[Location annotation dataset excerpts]
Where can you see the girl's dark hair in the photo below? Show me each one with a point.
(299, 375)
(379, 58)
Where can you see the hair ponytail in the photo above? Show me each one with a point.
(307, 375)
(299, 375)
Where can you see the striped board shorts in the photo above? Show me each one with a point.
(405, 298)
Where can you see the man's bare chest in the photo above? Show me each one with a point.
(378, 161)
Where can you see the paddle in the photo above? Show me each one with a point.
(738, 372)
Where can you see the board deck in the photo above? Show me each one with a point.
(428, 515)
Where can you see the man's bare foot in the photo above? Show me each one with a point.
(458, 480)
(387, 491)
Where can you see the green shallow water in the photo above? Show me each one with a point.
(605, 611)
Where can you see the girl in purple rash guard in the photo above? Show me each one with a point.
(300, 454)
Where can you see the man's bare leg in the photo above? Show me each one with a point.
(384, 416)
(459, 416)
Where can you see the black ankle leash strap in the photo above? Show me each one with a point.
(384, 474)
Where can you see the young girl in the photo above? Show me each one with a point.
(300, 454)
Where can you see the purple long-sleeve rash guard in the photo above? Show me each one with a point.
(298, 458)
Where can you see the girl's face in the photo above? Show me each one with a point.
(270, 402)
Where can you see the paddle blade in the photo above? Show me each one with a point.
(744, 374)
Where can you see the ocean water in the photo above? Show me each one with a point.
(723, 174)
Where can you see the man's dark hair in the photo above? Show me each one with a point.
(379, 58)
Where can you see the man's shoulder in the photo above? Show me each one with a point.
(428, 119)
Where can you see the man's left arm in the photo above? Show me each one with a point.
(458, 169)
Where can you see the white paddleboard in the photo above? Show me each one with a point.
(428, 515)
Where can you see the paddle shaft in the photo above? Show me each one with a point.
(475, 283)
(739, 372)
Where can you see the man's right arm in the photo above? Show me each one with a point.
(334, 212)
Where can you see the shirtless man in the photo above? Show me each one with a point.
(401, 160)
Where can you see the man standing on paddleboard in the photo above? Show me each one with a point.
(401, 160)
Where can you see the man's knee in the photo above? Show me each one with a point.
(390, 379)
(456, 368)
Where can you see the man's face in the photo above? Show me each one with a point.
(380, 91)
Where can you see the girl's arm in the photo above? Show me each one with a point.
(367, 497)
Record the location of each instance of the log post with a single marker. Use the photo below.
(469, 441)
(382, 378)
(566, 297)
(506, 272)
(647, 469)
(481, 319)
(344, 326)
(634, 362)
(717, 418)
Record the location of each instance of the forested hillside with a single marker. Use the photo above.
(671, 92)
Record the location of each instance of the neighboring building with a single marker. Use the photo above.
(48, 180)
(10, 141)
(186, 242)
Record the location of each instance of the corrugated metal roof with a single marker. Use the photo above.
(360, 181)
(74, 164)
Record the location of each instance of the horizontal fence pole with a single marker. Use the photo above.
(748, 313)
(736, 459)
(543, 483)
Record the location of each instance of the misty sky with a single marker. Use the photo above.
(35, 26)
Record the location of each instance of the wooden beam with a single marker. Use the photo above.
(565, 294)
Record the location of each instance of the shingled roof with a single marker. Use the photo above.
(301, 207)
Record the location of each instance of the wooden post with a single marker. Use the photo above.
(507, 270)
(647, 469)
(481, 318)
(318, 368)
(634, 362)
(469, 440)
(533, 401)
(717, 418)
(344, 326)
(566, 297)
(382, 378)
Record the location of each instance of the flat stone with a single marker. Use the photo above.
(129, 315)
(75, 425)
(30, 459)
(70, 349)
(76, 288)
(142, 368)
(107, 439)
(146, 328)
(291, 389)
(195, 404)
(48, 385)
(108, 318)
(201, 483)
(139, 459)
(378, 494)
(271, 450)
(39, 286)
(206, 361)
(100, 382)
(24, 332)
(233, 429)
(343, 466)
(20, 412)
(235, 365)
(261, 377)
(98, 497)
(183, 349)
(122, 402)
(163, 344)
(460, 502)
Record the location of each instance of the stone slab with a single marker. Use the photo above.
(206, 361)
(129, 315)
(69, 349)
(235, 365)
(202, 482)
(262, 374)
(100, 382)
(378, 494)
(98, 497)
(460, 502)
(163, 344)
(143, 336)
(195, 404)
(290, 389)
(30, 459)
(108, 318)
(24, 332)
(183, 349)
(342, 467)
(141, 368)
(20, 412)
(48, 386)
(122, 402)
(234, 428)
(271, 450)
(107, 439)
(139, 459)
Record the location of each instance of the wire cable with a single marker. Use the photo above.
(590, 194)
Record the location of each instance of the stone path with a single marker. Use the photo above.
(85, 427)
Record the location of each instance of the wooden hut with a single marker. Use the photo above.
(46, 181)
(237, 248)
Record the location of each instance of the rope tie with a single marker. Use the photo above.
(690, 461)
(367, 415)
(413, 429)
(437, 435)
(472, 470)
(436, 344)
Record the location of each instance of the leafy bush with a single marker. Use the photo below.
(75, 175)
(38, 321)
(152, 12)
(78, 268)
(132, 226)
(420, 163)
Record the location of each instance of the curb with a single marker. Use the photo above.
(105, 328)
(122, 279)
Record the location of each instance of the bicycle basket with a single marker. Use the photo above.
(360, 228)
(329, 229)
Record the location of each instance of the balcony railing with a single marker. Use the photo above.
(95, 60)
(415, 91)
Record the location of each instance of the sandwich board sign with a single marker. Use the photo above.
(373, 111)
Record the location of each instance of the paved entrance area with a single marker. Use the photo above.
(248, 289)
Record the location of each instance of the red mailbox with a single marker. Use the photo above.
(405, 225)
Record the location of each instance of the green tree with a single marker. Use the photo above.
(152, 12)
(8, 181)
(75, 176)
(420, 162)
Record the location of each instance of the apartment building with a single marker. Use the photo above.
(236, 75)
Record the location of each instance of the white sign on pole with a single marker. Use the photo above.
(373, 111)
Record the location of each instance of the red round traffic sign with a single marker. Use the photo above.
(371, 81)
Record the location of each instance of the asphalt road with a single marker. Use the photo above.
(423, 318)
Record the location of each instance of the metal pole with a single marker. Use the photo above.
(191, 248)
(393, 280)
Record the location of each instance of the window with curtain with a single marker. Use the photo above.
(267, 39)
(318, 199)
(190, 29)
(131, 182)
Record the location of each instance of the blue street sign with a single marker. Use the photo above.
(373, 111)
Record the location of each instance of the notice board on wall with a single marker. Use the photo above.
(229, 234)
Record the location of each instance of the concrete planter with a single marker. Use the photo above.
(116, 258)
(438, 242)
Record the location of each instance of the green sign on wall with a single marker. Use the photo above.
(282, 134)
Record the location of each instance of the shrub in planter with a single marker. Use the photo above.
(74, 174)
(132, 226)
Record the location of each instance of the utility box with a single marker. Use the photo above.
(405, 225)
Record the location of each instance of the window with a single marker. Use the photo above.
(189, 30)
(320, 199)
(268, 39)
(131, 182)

**Task to complete**
Reproduce each entry word for word.

**Solved problem**
Where can you see the girl's dark hair in the photo below? Show me each one with a point.
(299, 375)
(379, 58)
Where can you see the hair ponytail in the photo above? Show me each one with a point.
(307, 375)
(299, 375)
Where can you see the striped board shorts in the photo above? Show me each one with a point.
(405, 298)
Where can you see the man's bare chest in the photo above? Show me each one with a point.
(378, 161)
Where can you see the paddle in the photo above? Show me each one with a point.
(738, 372)
Where can you see the board deck in the photo above? Show me each one with a point.
(428, 515)
Where can you see the man's bare foot in the photo above? Show me each one with a point.
(458, 480)
(387, 491)
Where can you see the green shallow water in the photo above? Show me each one with a point.
(605, 611)
Where can you see the girl in purple rash guard in the photo above? Show me each one with a point.
(300, 454)
Where can you see the man's bare leg in the photo above? Show me each one with a point.
(384, 416)
(459, 416)
Where can you see the black ankle leash strap in the photo above? Show me each one with a point.
(384, 474)
Where can you see the young girl in the photo above? Show me each one with a point.
(300, 454)
Where can you see the purple long-sleeve rash guard in the photo above? Show me each one with a point.
(298, 458)
Where can you see the girl's face in the photo above? Show me each one with a point.
(270, 402)
Where can you see the paddle blade in the photo above? Show me each one with a point.
(744, 374)
Where can you see the ocean water in the photo above? Show me each one with a point.
(723, 174)
Where can you see the man's dark hair in the photo above? Show me each one with a point.
(379, 58)
Where can you see the man's shoulder in the photo above? Show me each one with a point.
(428, 119)
Where can you see the man's left arm in the photo above? Show me each one with a point.
(458, 169)
Where can you see the white paddleboard in the photo above? Show me each one with a point.
(428, 515)
Where can you see the paddle shaft in the photo above? Show me each one with a point.
(475, 283)
(739, 372)
Where can you see the man's right arm in the photo above? Show me each one with a point.
(334, 212)
Where can you see the shirtless man in the photo above? Show me each one with a point.
(401, 160)
Where can you see the man standing on paddleboard in the photo above? Show me each one with a point.
(401, 160)
Where can you see the man's knee in the photo above? Show me each one with a point.
(390, 379)
(456, 368)
Where can you see the man's face in the photo above? Show me each one with a point.
(380, 91)
Where can you see the girl's arm in the photo above? Show me each one with a point.
(367, 497)
Record the location of each instance of the log post with a single marker. Use the photo below.
(469, 441)
(382, 378)
(566, 297)
(506, 272)
(647, 469)
(481, 319)
(344, 326)
(634, 362)
(717, 418)
Record the location of each instance of the forested hillside with a single marker. Use the photo above.
(671, 92)
Record the location of each instance of the neighboring building with a single marker. Use the photo above.
(48, 180)
(10, 141)
(186, 242)
Record the location of each instance of the corrugated metal roof with a single marker. Use the photo above.
(360, 181)
(74, 164)
Record the location of each instance of the horizontal fence pole with a single marker. Use the photo above.
(748, 313)
(736, 459)
(543, 483)
Record the location of each instance of the misty sky with a single marker. Use the photo above.
(35, 26)
Record the location of each instance of the wooden beam with a single marker. Use the photo above.
(565, 294)
Record the location of each instance of the shingled roof with a single marker. Use the photo above.
(301, 207)
Record the location of each instance of the wooden post with a single marker. Use the photo above.
(507, 270)
(647, 469)
(481, 318)
(318, 368)
(634, 362)
(469, 440)
(533, 401)
(717, 418)
(344, 326)
(566, 297)
(382, 378)
Record the location of each instance of the flat stone with a single marker. Use the photo above.
(129, 315)
(75, 425)
(30, 459)
(70, 349)
(76, 288)
(142, 368)
(107, 439)
(146, 328)
(291, 389)
(195, 404)
(48, 385)
(108, 318)
(201, 483)
(139, 459)
(378, 494)
(271, 450)
(39, 286)
(206, 361)
(100, 382)
(24, 332)
(233, 429)
(343, 466)
(20, 412)
(235, 365)
(261, 377)
(98, 497)
(183, 349)
(122, 402)
(163, 344)
(460, 502)
Record the location of each instance of the stone slab with a single marker. Use the photo above.
(206, 361)
(129, 315)
(69, 349)
(235, 365)
(202, 482)
(262, 374)
(100, 382)
(378, 494)
(98, 497)
(460, 502)
(163, 344)
(143, 336)
(195, 404)
(290, 389)
(30, 459)
(108, 318)
(24, 332)
(183, 349)
(342, 467)
(141, 368)
(20, 412)
(48, 386)
(122, 402)
(234, 428)
(271, 450)
(107, 439)
(139, 459)
Record the location of each instance of the wire cable with a single marker. Use the photo above.
(590, 194)
Record the location of each instance of the stone path with a single marker. Use the photo above.
(85, 427)
Record the location of each instance of the wooden hut with a single marker. Use the photo above.
(46, 181)
(237, 248)
Record the location of each instance of the rope tie with a single marker. Use the photo above.
(690, 461)
(367, 415)
(413, 429)
(437, 435)
(472, 470)
(436, 344)
Record the location of each instance of the leafy bush with a single marker. Use the photo below.
(75, 175)
(38, 321)
(152, 12)
(78, 268)
(132, 226)
(420, 163)
Record the location of each instance of the curb with a single marker. Use the photo above.
(105, 328)
(122, 279)
Record the location of each instance of the bicycle basket with a single marker. Use the photo above.
(360, 228)
(329, 229)
Record the location of each instance of the balcony railing with a single marker. Use the photo above.
(95, 60)
(415, 91)
Record the location of each instance of the sandwich board sign with a single marker. Use the photo above.
(373, 111)
Record the location of each instance of the paved entrance area with a single marker. Use the photo above.
(248, 289)
Record the location of each instance of the red mailbox with a single marker. Use the photo above.
(405, 225)
Record the location of each instance of the green tree with a single marker. Use the photo above.
(152, 12)
(8, 181)
(75, 176)
(420, 162)
Record the location of each instance of the apartment building with a single marker. Use the photo above.
(236, 75)
Record the location of each instance of the white sign on pole with a single marker. Use the photo above.
(373, 111)
Record the location of each instance of the red round traffic sign with a single marker. Use the photo above.
(371, 81)
Record the location of each instance of the asphalt road with a single marker. Use the photo above.
(423, 318)
Record the location of each instance of the metal pole with a single marker. Use the photo above.
(191, 248)
(393, 280)
Record the location of each instance of the window with curtain with a single marker. Use the photo above.
(267, 39)
(318, 199)
(190, 29)
(131, 182)
Record the location of each instance of the blue street sign with a single marker. Use the photo above.
(373, 111)
Record the location of each instance of the notice board on wall with a single marker. Use the photo above.
(229, 234)
Record the location of each instance of the concrete planter with a single marker. Use the photo above.
(116, 258)
(438, 242)
Record the location of each instance of the green sign on wall with a single marker. Use the photo above.
(282, 134)
Record the location of each instance of the shrub in planter with a single marker. Use the photo above.
(74, 174)
(132, 226)
Record the location of each instance of the utility box with a single marker. Use the photo above.
(405, 225)
Record the location of each instance of the window with a single marker. Use the photo above.
(189, 30)
(320, 199)
(268, 39)
(131, 182)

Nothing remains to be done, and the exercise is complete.